▸ Exercise
In the lines below, switch every occurrence of "in this photo" to "in this image" and leave everything else unchanged.

** start **

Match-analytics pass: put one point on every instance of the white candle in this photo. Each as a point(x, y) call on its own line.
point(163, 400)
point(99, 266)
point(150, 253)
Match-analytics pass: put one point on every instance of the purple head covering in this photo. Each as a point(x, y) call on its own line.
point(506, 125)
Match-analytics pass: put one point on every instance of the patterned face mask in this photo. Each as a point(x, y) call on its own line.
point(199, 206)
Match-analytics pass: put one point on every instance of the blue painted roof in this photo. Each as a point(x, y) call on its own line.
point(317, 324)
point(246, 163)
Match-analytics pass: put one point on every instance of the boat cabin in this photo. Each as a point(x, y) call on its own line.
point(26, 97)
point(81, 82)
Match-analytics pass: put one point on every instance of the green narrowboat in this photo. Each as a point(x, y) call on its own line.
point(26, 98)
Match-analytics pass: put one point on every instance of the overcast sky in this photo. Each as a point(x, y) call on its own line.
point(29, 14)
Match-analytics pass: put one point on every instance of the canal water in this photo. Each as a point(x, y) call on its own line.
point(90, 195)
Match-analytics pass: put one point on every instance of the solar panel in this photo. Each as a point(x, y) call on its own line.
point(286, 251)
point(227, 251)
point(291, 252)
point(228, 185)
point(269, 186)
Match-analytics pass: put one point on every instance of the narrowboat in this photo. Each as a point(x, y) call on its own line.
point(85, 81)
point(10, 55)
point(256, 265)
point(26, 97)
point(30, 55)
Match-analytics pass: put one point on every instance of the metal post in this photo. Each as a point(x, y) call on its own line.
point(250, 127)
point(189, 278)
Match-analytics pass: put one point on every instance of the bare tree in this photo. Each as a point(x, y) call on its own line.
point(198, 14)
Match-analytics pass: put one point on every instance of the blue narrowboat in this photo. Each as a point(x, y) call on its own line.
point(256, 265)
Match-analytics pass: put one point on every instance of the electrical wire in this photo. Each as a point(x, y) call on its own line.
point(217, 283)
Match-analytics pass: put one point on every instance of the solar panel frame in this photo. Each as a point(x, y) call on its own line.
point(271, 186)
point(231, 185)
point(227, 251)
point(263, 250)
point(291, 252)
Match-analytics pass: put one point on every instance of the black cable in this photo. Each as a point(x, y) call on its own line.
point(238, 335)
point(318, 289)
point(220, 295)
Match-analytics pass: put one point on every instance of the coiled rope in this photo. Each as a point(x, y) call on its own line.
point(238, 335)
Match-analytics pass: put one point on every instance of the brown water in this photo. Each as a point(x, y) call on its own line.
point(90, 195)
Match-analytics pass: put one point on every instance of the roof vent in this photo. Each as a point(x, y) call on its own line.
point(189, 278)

** end **

▸ Answer to the exercise
Match-analytics pass: put one point on every instance of the white candle in this image. Each as a point(x, y) call on its own line.
point(163, 400)
point(99, 266)
point(150, 253)
Match-analytics pass: put one point on every instance of the purple head covering in this image. Each as a point(x, y) call on its own line.
point(506, 125)
Match-analytics pass: put one point on every instance of the patterned face mask in this image. Each as a point(x, y) call on its own line.
point(199, 206)
Match-analytics pass: put one point on every instance of the blue painted roof in this image. Each as a point(x, y) call on its own line.
point(317, 324)
point(246, 163)
Match-analytics pass: put one point on every instance of the boat cabin in this image. Each as a point(x, y) call on its own line.
point(26, 97)
point(81, 82)
Match-analytics pass: put one point on every instance of the green narrowboat in this image. Each as a point(x, y) call on its own line.
point(26, 98)
Match-analytics pass: put one point on every instance of the overcast sky in this image. Each as a point(x, y) call on its own line.
point(29, 14)
Match-analytics pass: put one point on every instance of the canal water in this image. Each as a point(x, y) call on its own line.
point(90, 195)
Match-analytics pass: put one point on every instance of the solar panel in this image. Each as a point(x, y) call on its own line.
point(286, 251)
point(227, 251)
point(291, 252)
point(228, 185)
point(269, 186)
Match-analytics pass: put one point on every instance of the narrowboat in this image. Each as a point(x, y) call on its own line.
point(85, 81)
point(10, 55)
point(256, 265)
point(26, 97)
point(30, 55)
Match-analytics pass: put one point on every instance of the metal post in this image. Each as a point(x, y) call on its own line.
point(250, 127)
point(189, 278)
Match-analytics pass: put one point on every instance of the bare tree in this image. Each as a point(x, y) call on its own line.
point(198, 14)
Match-analytics pass: put one point on every instance of the blue narrowboat in this image. Each as a point(x, y) call on its own line.
point(256, 265)
Match-analytics pass: put one point on every instance of the electrical wire in this image. Each as a point(x, y) call on its own line.
point(217, 283)
Match-analytics pass: put one point on every instance of the solar panel frame in this image. Each as a point(x, y) call on its own line.
point(271, 186)
point(231, 185)
point(227, 251)
point(263, 250)
point(291, 252)
Match-analytics pass: put one point on every instance of the black cable in this image. Each as a point(x, y) call on its own line.
point(238, 335)
point(318, 289)
point(220, 295)
Match-analytics pass: put one point on every instance of the coiled rope in this image. Each as a point(x, y) call on its own line.
point(238, 335)
Match-analytics pass: put one point on every instance of the brown water in this image. Each as a point(x, y) call on its own line.
point(90, 195)
Match-analytics pass: put one point on every instance of the roof vent in this image. Each as a point(x, y) call on its own line.
point(189, 278)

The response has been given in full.